Exercise task:
Extract the listing in its entirety, keeping each line identical to the original.

## begin Excerpted records

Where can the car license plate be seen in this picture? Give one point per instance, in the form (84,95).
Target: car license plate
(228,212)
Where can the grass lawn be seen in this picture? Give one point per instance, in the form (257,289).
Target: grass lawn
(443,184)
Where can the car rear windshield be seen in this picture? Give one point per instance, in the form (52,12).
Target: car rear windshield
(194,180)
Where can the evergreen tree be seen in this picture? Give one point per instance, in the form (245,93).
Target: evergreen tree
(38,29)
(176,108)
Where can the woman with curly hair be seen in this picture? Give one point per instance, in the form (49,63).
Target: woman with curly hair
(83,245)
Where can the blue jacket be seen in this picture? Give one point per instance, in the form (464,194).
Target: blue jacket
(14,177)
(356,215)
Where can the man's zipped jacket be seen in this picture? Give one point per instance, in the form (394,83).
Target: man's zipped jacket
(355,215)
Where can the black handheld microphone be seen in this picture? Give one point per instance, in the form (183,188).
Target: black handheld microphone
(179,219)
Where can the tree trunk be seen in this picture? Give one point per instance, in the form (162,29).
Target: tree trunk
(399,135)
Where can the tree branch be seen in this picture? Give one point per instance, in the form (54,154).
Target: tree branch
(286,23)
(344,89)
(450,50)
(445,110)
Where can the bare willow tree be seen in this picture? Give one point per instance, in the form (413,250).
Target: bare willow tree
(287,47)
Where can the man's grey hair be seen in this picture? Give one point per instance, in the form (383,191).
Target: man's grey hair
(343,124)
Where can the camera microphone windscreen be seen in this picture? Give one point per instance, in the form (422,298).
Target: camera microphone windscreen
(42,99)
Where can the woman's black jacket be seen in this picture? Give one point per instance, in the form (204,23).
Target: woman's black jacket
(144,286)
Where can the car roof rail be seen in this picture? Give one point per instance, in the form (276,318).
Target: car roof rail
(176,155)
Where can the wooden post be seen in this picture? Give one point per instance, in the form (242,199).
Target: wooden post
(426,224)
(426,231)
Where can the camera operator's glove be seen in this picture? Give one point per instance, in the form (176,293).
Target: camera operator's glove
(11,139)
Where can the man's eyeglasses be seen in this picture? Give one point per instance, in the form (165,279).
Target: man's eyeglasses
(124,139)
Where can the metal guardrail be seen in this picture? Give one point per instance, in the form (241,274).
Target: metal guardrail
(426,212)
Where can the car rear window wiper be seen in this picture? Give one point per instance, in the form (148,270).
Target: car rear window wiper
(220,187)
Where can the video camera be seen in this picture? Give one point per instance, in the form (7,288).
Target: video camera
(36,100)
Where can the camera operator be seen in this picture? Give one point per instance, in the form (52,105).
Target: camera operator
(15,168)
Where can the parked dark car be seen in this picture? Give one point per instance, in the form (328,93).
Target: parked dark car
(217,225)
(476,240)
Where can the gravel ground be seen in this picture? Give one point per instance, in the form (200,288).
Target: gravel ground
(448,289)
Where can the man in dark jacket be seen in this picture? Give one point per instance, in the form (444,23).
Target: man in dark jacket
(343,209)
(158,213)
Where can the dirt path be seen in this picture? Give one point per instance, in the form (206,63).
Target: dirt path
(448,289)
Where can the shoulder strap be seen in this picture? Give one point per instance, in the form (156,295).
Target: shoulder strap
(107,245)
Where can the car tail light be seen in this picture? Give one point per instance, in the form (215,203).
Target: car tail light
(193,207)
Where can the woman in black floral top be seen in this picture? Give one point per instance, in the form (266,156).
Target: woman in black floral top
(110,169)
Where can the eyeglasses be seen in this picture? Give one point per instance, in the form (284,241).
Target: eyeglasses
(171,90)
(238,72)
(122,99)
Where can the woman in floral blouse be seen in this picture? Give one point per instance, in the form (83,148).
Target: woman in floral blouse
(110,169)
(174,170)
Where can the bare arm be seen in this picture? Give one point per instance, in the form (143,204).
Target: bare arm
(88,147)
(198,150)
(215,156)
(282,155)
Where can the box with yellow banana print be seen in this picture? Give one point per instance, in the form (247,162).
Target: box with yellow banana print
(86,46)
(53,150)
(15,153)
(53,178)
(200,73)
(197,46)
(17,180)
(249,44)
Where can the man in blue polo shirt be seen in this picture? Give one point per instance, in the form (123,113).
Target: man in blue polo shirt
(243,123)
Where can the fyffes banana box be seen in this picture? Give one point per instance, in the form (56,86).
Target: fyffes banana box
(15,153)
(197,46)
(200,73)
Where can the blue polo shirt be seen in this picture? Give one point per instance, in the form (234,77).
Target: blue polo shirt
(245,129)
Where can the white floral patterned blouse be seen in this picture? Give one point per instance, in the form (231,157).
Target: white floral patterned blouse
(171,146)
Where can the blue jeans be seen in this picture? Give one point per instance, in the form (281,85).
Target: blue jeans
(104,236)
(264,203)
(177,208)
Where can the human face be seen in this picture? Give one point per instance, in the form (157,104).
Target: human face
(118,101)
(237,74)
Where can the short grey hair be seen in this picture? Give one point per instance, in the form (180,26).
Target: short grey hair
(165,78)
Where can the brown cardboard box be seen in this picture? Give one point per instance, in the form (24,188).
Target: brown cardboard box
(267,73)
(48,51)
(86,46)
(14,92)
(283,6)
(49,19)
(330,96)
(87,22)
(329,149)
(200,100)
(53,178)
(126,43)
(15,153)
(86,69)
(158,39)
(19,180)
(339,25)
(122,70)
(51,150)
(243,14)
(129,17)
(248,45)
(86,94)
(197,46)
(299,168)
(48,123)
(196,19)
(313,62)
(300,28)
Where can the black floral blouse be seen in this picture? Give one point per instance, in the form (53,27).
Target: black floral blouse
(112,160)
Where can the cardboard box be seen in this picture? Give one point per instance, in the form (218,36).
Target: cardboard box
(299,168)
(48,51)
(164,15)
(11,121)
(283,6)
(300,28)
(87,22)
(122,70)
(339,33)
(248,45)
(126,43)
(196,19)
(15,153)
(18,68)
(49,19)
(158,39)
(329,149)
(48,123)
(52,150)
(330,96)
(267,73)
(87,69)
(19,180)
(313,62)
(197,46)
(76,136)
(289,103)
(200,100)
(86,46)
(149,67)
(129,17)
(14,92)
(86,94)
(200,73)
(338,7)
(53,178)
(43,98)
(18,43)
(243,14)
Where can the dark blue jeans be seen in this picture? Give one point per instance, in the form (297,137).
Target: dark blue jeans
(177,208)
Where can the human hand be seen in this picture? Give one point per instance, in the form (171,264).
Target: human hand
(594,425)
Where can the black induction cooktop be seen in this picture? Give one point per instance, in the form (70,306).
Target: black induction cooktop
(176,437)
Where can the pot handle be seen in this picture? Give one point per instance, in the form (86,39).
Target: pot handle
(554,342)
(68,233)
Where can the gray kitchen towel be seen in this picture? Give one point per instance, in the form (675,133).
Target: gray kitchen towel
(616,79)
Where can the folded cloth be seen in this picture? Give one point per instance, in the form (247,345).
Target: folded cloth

## end Excerpted records

Exercise result:
Where can the car license plate be seen in this picture? Give one point per instance, in the form (84,95).
Target: car license plate
(228,212)
Where can the grass lawn be seen in this picture? Give one point per instance, in the form (257,289).
Target: grass lawn
(443,184)
Where can the car rear windshield be seen in this picture? Give one point per instance, in the form (52,12).
Target: car rear windshield
(194,180)
Where can the evergreen tree be seen in this picture? Give one point per instance, in the form (245,93).
Target: evergreen tree
(38,29)
(176,108)
Where can the woman with curly hair be seen in this picture? Give one point per instance, in the form (49,63).
Target: woman with curly hair
(83,245)
Where can the blue jacket be seen in this picture? Give one point per instance, in the form (464,194).
Target: blue jacket
(14,177)
(356,215)
Where can the man's zipped jacket be seen in this picture? Give one point per instance, in the form (394,83).
Target: man's zipped jacket
(355,215)
Where can the black handheld microphone be seen in this picture? Give one point per instance, in the form (183,188).
Target: black handheld microphone
(179,219)
Where can the tree trunk be seen in this picture? Give one point per instance, in the form (162,29).
Target: tree trunk
(399,135)
Where can the tree branch be seen in this picture? Give one point per instance, in the form (54,154).
Target: tree branch
(286,23)
(344,89)
(450,50)
(445,110)
Where can the bare willow tree be seen in this picture? Give one point per instance, in the form (413,250).
Target: bare willow tree
(287,47)
Where can the man's grey hair be seen in this picture? Give one point per instance, in the form (383,191).
Target: man's grey hair
(343,124)
Where can the camera microphone windscreen be seen in this picture? Give one point per instance, in the form (422,298).
Target: camera microphone windscreen
(42,99)
Where can the woman's black jacket be seen in this picture? Give one point per instance, in the form (204,23).
Target: woman's black jacket
(144,286)
Where can the car roof rail be seen in this picture? Give one point per instance, in the form (276,318).
Target: car roof rail
(176,155)
Where can the wooden post be seen in this picture? Give one point per instance, in the form (242,199).
Target: wooden post
(426,224)
(426,231)
Where can the camera operator's glove be seen in this picture? Give one point per instance, in the form (176,293).
Target: camera operator's glove
(11,139)
Where can the man's eyeglasses be seen in this picture? Give one point per instance, in the form (165,279).
Target: man's eyeglasses
(124,139)
Where can the metal guardrail be seen in this picture? Give one point per instance, in the form (241,274).
Target: metal guardrail
(426,212)
Where can the car rear window wiper be seen in this picture? Give one point per instance, in the form (148,270).
Target: car rear window wiper
(220,187)
Where can the video camera be seen in this picture? Give one point per instance, in the form (7,288).
Target: video camera
(36,100)
Where can the camera operator be seen in this picture? Give one point per instance, in the form (52,105).
Target: camera operator
(15,168)
Where can the parked dark car be seen in this picture? Give one point per instance, in the form (328,93).
Target: parked dark car
(217,225)
(476,240)
Where can the gravel ground be seen in this picture? Give one point per instance, in the form (200,288).
Target: gravel ground
(448,289)
Where can the man in dark jacket be seen in this picture? Give one point per instance, in the form (444,23).
Target: man in dark jacket
(343,209)
(158,213)
Where can the dirt path be seen in this picture? Give one point per instance, in the form (206,63).
Target: dirt path
(448,289)
Where can the shoulder strap be seen in this picture? Give one point per instance, in the form (156,295).
Target: shoulder strap
(107,245)
Where can the car tail light be seen in this picture? Give one point per instance, in the form (215,203).
Target: car tail light
(193,207)
Where can the woman in black floral top be seen in this picture? Give one point per instance, in the form (266,156).
Target: woman in black floral top
(110,169)
Where can the eyeglasses be seen in this picture? Give one point per instance, in the form (284,241).
Target: eyeglasses
(171,90)
(238,72)
(122,99)
Where can the woman in floral blouse be seen in this picture? Give one point per instance, in the form (83,148).
Target: woman in floral blouse
(110,169)
(174,170)
Where can the bare arm be seen in this picture? Give one point per instance, in the form (143,204).
Target: bare arm
(88,147)
(198,150)
(215,156)
(282,155)
Where can the box with yellow banana print be seen in this picture? Give one point per instance, in the form (247,162).
Target: box with yellow banana print
(86,46)
(53,150)
(15,153)
(53,178)
(200,73)
(197,46)
(17,180)
(249,44)
Where can the man in blue polo shirt be seen in this picture? Give one point per instance, in the form (123,113).
Target: man in blue polo shirt
(243,123)
Where can the fyffes banana box be seen in this picture? Give one point per instance, in the form (56,86).
Target: fyffes banana box
(15,153)
(197,46)
(200,73)
Where can the blue polo shirt be seen in this picture? Give one point per instance, in the form (234,77).
Target: blue polo shirt
(245,129)
Where can the white floral patterned blouse be seen in this picture? Give one point per instance, in the form (231,157).
Target: white floral patterned blouse
(171,146)
Where can the blue jeans be seen in this picture? Give one point per instance, in the form (281,85).
Target: blue jeans
(104,236)
(264,203)
(177,208)
Where can the human face be seen in this picture? Give one point per instance, in the form (157,104).
Target: human face
(118,101)
(237,74)
Where can the short grey hair be seen in this picture? Give one point per instance, in the form (180,26).
Target: short grey hair
(165,78)
Where can the brown cardboard box be seen in this picture? Give one point per instance, in the form (24,188).
Target: brown cardboard box
(267,73)
(48,51)
(86,46)
(14,92)
(283,6)
(49,19)
(330,96)
(87,22)
(329,149)
(200,100)
(53,178)
(126,43)
(15,153)
(86,69)
(158,39)
(19,180)
(339,25)
(122,70)
(51,150)
(243,14)
(129,17)
(248,45)
(86,94)
(197,46)
(299,168)
(48,123)
(196,19)
(313,62)
(300,28)
Where can the black floral blouse be seen in this picture? Give one point per instance, in the form (53,27).
Target: black floral blouse
(112,160)
Where can the cardboard box be seen in this picture? Give one point per instance, in the form (218,36).
Target: cardboard box
(299,168)
(48,51)
(164,15)
(11,121)
(283,6)
(300,28)
(87,22)
(122,70)
(339,33)
(248,45)
(126,43)
(196,19)
(15,153)
(18,68)
(49,19)
(158,39)
(329,149)
(48,123)
(52,150)
(330,96)
(267,73)
(87,69)
(19,180)
(313,62)
(197,46)
(76,136)
(289,103)
(200,100)
(86,46)
(149,67)
(129,17)
(14,92)
(86,94)
(200,73)
(338,7)
(53,178)
(43,98)
(18,43)
(243,14)
Where can the dark blue jeans be seen in this picture? Give one point per instance, in the form (297,137).
Target: dark blue jeans
(177,208)
Where can the human hand be seen in this picture? Give one point per instance, in the form (171,264).
Target: human hand
(594,425)
Where can the black induction cooktop be seen in this picture? Give one point per instance, in the form (70,306).
Target: black induction cooktop
(176,437)
Where can the pot handle be seen in this picture? Give one point per instance, in the form (86,39).
Target: pot handle
(554,342)
(68,233)
Where can the gray kitchen towel be seen in this picture? Give one point per instance, in the form (675,133).
Target: gray kitchen towel
(616,79)
Where can the folded cloth be seen in this picture? Give one point per instance, in the form (247,345).
Target: folded cloth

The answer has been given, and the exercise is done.